• **STORED DATA**
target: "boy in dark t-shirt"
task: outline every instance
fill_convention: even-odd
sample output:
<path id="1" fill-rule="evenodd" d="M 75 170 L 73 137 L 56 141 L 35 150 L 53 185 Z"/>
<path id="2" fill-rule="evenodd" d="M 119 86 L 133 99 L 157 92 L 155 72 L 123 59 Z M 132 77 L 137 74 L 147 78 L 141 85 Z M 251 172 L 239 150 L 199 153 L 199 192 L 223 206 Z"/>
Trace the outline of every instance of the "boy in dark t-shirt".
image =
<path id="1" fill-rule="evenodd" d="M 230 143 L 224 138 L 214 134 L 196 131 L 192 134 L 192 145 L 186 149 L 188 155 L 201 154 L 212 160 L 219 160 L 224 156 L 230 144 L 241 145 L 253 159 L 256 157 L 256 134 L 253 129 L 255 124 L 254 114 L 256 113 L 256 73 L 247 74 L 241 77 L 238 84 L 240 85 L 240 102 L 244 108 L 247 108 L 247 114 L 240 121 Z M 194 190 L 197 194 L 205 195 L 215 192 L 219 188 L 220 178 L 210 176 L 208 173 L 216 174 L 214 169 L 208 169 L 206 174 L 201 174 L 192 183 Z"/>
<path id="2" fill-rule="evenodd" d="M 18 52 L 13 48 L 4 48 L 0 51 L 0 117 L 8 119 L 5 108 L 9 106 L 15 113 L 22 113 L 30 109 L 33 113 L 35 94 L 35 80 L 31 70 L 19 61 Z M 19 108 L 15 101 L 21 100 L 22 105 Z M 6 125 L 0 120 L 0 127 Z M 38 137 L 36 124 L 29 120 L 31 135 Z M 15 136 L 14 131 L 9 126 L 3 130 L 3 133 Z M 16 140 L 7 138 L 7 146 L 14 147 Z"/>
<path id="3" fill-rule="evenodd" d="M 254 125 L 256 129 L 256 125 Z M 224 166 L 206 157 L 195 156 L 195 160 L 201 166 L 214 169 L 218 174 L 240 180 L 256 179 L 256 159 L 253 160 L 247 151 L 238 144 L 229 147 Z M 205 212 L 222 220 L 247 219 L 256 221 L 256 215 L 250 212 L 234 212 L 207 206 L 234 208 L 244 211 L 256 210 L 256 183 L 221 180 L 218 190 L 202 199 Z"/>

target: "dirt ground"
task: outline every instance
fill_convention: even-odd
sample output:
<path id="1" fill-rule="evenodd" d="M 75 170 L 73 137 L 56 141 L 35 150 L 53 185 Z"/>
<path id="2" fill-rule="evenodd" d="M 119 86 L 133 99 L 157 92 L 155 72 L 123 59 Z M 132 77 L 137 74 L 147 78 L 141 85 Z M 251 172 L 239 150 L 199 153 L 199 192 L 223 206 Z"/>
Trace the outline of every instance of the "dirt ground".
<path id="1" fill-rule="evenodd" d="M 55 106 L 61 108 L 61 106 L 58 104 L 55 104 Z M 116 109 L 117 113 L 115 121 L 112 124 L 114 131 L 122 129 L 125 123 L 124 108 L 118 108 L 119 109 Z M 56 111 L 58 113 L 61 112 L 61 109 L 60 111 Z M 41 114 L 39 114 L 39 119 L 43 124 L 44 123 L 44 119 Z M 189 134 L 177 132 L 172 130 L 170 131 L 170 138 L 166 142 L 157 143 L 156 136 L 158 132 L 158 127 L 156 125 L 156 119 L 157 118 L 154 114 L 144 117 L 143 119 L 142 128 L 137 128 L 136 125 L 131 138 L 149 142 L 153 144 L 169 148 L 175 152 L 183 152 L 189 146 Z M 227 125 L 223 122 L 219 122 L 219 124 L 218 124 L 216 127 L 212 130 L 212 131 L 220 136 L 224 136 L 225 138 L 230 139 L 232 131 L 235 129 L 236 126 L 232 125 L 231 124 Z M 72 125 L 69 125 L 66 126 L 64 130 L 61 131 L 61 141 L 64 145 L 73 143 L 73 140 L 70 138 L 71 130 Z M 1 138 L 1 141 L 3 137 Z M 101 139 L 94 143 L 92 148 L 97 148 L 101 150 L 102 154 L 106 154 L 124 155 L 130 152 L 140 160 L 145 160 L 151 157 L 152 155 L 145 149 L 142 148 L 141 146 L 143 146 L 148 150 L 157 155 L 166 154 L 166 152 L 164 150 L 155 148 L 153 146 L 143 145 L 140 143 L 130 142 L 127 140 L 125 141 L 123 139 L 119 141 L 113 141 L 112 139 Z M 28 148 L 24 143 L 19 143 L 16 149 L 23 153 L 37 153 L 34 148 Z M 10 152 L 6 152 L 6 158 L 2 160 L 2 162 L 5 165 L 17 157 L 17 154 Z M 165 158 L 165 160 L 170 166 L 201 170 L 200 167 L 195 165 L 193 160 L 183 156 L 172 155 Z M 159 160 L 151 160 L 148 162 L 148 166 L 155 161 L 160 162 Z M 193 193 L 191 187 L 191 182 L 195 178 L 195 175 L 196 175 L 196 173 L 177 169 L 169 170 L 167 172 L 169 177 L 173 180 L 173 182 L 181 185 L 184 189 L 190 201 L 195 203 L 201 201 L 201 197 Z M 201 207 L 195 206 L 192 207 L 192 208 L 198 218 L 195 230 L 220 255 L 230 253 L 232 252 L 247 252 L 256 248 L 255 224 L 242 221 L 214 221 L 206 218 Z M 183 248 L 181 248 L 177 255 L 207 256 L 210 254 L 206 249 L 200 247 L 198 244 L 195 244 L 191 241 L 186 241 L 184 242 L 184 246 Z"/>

• **SET TASK**
Rewrite the listing above as a Markdown table with two columns, Row and Line. Give each non-blank line its own row with a sequential number, and skip blank lines.

• **FULL OUTPUT**
| Row | Line |
|---|---|
| 1 | target: "boy in dark t-shirt" |
| 2 | task: outline every instance |
| 3 | fill_convention: even-odd |
| 4 | sample output: |
| 5 | <path id="1" fill-rule="evenodd" d="M 75 170 L 73 137 L 56 141 L 35 150 L 53 185 Z"/> |
| 6 | <path id="2" fill-rule="evenodd" d="M 119 86 L 133 99 L 157 92 L 155 72 L 123 59 Z M 132 77 L 137 74 L 147 78 L 141 85 Z M 251 172 L 239 150 L 199 153 L 199 192 L 223 206 Z"/> |
| 7 | Trace the outline of every instance of the "boy in dark t-shirt". |
| 8 | image = |
| 9 | <path id="1" fill-rule="evenodd" d="M 230 143 L 224 138 L 214 134 L 196 131 L 192 134 L 192 145 L 186 149 L 188 155 L 201 154 L 212 160 L 219 160 L 224 156 L 230 144 L 241 145 L 253 159 L 256 157 L 256 134 L 253 129 L 255 124 L 254 114 L 256 113 L 256 73 L 247 74 L 241 77 L 238 84 L 240 85 L 240 102 L 244 108 L 247 108 L 247 114 L 240 121 Z M 194 190 L 197 194 L 205 195 L 215 192 L 219 188 L 220 178 L 210 176 L 208 173 L 216 174 L 214 169 L 208 169 L 206 174 L 201 174 L 192 183 Z"/> |
| 10 | <path id="2" fill-rule="evenodd" d="M 18 52 L 13 48 L 4 48 L 0 51 L 0 117 L 8 119 L 5 108 L 9 106 L 15 113 L 22 113 L 30 109 L 33 113 L 35 94 L 35 80 L 31 70 L 19 61 Z M 19 108 L 15 101 L 21 100 L 22 105 Z M 6 125 L 0 120 L 0 127 Z M 38 137 L 36 124 L 29 120 L 31 135 Z M 15 136 L 14 131 L 9 126 L 3 130 L 3 133 Z M 16 140 L 7 138 L 7 146 L 14 147 Z"/> |
| 11 | <path id="3" fill-rule="evenodd" d="M 254 125 L 256 129 L 256 125 Z M 224 166 L 206 157 L 195 156 L 195 160 L 201 166 L 214 169 L 218 174 L 240 180 L 256 179 L 256 159 L 253 160 L 247 151 L 238 144 L 229 147 Z M 205 212 L 222 220 L 247 219 L 256 221 L 256 215 L 250 212 L 234 212 L 207 206 L 234 208 L 244 211 L 256 210 L 256 183 L 221 180 L 218 190 L 202 199 Z"/> |
| 12 | target: "dirt ground" |
| 13 | task: outline every instance |
| 14 | fill_convention: even-odd |
| 15 | sample output: |
| 16 | <path id="1" fill-rule="evenodd" d="M 75 170 L 73 137 L 56 141 L 35 150 L 53 185 Z"/> |
| 17 | <path id="2" fill-rule="evenodd" d="M 119 86 L 133 99 L 157 92 L 155 72 L 123 59 Z M 132 77 L 137 74 L 147 78 L 141 85 Z M 251 172 L 239 150 L 199 153 L 199 192 L 223 206 Z"/> |
| 18 | Trace the outline of every instance of the "dirt ground". |
| 19 | <path id="1" fill-rule="evenodd" d="M 55 106 L 61 108 L 61 106 L 58 104 L 55 104 Z M 116 109 L 117 113 L 115 121 L 112 124 L 114 131 L 122 129 L 125 123 L 124 108 L 118 108 L 119 109 Z M 56 111 L 58 113 L 61 112 L 61 109 L 60 111 Z M 41 114 L 39 114 L 39 119 L 43 124 L 44 123 L 44 119 Z M 189 134 L 177 132 L 172 130 L 170 131 L 170 138 L 166 142 L 157 143 L 156 136 L 158 132 L 158 127 L 156 125 L 156 119 L 157 118 L 154 114 L 144 117 L 143 119 L 142 128 L 137 128 L 136 125 L 131 138 L 149 142 L 153 144 L 169 148 L 175 152 L 183 152 L 189 146 Z M 227 125 L 223 122 L 219 122 L 219 124 L 218 124 L 216 127 L 212 130 L 212 131 L 220 136 L 224 136 L 225 138 L 230 139 L 232 131 L 235 129 L 236 126 L 232 125 L 231 124 Z M 72 125 L 69 125 L 66 126 L 64 130 L 61 131 L 61 141 L 64 145 L 73 143 L 73 140 L 70 138 L 71 130 Z M 1 138 L 1 141 L 3 137 Z M 101 139 L 94 143 L 92 148 L 97 148 L 101 150 L 102 154 L 106 154 L 124 155 L 130 152 L 140 160 L 145 160 L 151 157 L 152 155 L 145 149 L 142 148 L 141 146 L 143 146 L 148 150 L 157 155 L 166 154 L 166 152 L 164 150 L 155 148 L 153 146 L 143 145 L 140 143 L 130 142 L 127 140 L 125 141 L 123 139 L 119 141 L 113 141 L 112 139 Z M 28 148 L 24 143 L 19 143 L 16 149 L 23 153 L 37 153 L 34 148 Z M 10 152 L 6 152 L 6 158 L 2 160 L 2 162 L 5 165 L 17 157 L 17 154 Z M 165 158 L 165 160 L 170 166 L 201 170 L 200 167 L 195 165 L 193 160 L 183 156 L 172 155 Z M 159 160 L 151 160 L 148 162 L 148 166 L 155 161 L 160 162 Z M 193 193 L 191 187 L 191 182 L 195 178 L 195 175 L 196 175 L 196 173 L 177 169 L 169 170 L 167 172 L 169 177 L 173 180 L 173 182 L 181 185 L 184 189 L 190 201 L 195 203 L 201 201 L 201 197 Z M 201 207 L 195 206 L 192 207 L 192 208 L 198 218 L 195 230 L 220 255 L 230 253 L 232 252 L 247 252 L 256 248 L 255 224 L 242 221 L 214 221 L 206 218 Z M 183 248 L 181 248 L 177 255 L 207 256 L 210 254 L 206 249 L 200 247 L 198 244 L 195 244 L 191 241 L 186 241 L 184 242 L 184 246 Z"/> |